What is needed is an exact transcription of every record.

[[ Supplied material open ]]

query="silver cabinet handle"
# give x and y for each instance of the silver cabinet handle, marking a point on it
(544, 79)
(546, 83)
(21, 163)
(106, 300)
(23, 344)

[[ Supplied material closed ]]

Answer to this exercise:
query="silver cabinet handle"
# give x and y for each instance of the silver cabinet handle, marking a point on it
(544, 79)
(546, 83)
(21, 163)
(106, 300)
(23, 344)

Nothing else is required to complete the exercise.